Entries shown ▸
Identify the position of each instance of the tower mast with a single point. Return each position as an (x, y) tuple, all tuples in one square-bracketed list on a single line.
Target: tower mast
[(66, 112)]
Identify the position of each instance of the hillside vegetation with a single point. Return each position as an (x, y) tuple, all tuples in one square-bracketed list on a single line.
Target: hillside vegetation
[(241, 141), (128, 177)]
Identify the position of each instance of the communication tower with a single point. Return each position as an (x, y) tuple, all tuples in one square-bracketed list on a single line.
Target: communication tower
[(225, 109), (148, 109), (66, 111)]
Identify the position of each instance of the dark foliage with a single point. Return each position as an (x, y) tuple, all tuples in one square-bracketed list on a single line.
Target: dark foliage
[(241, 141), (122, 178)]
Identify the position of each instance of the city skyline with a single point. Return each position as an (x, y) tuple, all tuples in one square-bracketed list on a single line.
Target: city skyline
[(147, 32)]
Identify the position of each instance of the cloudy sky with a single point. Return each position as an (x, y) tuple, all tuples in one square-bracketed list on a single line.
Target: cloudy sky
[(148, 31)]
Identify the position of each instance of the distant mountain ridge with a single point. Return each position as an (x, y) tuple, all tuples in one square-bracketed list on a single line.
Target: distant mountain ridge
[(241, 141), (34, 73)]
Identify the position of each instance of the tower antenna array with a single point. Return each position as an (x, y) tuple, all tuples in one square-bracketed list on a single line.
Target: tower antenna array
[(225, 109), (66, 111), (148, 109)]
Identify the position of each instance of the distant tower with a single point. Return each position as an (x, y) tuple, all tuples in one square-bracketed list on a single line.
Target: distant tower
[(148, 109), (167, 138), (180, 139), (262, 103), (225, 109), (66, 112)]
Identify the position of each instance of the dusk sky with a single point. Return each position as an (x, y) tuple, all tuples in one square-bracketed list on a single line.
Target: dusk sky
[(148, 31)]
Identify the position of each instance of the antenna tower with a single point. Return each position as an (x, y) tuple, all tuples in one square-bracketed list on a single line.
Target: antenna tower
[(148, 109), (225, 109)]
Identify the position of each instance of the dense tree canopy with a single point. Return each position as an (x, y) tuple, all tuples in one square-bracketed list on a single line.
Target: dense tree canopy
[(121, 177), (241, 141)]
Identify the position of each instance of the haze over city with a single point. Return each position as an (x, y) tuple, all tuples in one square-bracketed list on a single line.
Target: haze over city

Exercise goal ▸ In the records above, find each line with the word "over" and copy it.

Answer to this problem ▸
Identify the position of each instance of the haze over city with a single point. Return each position as an (x, y) tuple, all tuples in one square-bracketed list on a single line.
Target: haze over city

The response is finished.